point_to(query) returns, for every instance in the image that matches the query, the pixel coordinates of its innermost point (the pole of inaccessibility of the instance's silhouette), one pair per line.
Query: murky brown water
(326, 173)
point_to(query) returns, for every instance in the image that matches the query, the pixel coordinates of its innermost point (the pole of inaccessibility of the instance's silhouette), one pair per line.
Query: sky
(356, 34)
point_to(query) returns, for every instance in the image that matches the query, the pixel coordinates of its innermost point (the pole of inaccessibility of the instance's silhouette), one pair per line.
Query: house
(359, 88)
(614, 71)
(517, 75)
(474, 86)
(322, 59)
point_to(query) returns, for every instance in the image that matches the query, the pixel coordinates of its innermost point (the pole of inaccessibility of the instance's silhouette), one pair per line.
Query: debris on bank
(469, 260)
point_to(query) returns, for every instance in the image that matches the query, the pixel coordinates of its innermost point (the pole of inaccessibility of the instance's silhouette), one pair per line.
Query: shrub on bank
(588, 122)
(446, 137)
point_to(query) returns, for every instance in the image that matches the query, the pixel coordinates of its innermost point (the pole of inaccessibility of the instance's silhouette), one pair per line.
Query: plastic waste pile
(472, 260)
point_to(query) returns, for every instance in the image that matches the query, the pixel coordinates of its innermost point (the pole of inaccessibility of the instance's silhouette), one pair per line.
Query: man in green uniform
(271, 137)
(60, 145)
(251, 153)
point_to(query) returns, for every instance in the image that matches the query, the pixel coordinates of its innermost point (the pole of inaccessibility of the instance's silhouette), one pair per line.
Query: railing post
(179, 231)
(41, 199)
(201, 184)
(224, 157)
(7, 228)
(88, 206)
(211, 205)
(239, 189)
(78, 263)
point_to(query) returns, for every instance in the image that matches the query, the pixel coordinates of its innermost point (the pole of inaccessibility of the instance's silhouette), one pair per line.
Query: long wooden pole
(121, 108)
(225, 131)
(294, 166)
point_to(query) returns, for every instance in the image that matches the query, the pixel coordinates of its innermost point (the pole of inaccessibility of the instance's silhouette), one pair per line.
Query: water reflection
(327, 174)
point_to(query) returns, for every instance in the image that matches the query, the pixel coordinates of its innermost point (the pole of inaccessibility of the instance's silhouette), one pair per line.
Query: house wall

::::::::::

** Assignment **
Transcribe all entries word for word.

** Written response **
point_to(query) returns, for every instance in the image that matches the query, the pixel coordinates of its innermost point (the pole of inaccessibility of the instance's silhouette), one pair per line.
Query: murky brown water
(326, 173)
point_to(query) returns, for every instance in the image that matches the query, the pixel coordinates of its innermost point (the pole of inaccessibility of the instance's silhouette), one pair per line.
Query: sky
(356, 34)
point_to(query) returns, for every instance in the image that matches the query, the pixel coordinates of its innermost point (the pole of inaccessibility of the instance's silhouette), one pair per line.
Query: house
(359, 88)
(614, 71)
(517, 75)
(474, 86)
(322, 59)
point_to(query) returns, for every instance in the image that matches the query, the pixel coordinates of its innermost point (the pole of inaccessibility of the instance's silhouette), one pair per line.
Query: debris on bank
(469, 260)
point_to(query) returns, for every instance in the image that matches the query, the pixel coordinates of its innermost point (the pole of inaccessibility of the instance's silhouette), one pair per line.
Query: shrub on bank
(588, 122)
(446, 137)
point_to(query) returns, for every instance in the image that matches the query, the pixel coordinates of its innermost point (the pole of inaccessibility of the instance's silhouette), one pair per line.
Query: plastic waste pile
(472, 260)
point_to(query) returns, for every instance in the image that matches the query, the pixel coordinates of its innermost point (the pole of inaccessibility of the instance's silhouette), one pair per line.
Query: man in green uniform
(271, 137)
(60, 145)
(251, 153)
point_to(query) returns, for every instance in the image that matches the query, the pixel coordinates of its innermost point (the pole of inaccessibility of the instance's silhouette), one pair per line.
Query: railing post
(179, 231)
(41, 199)
(201, 184)
(224, 157)
(7, 228)
(88, 206)
(211, 205)
(239, 189)
(78, 263)
point_to(query) returns, for every instance in the image that matches the query, the pixel coordinates of its innermost point (the pole of inaccessibility of the instance's silhouette), one pair per line.
Query: long wooden pole
(121, 108)
(225, 131)
(294, 166)
point_to(query) returns, for every instance in the image that matches the query, the pixel coordinates of its innermost point (the pole of inaccessibility of the instance's silhouette), one pair per line.
Query: water reflection
(327, 174)
point_to(query) returns, for every instance in the image that matches the query, the pixel coordinates of its innermost point (the pole of inaccessibility of the instance's silhouette), one pair per line.
Query: house wall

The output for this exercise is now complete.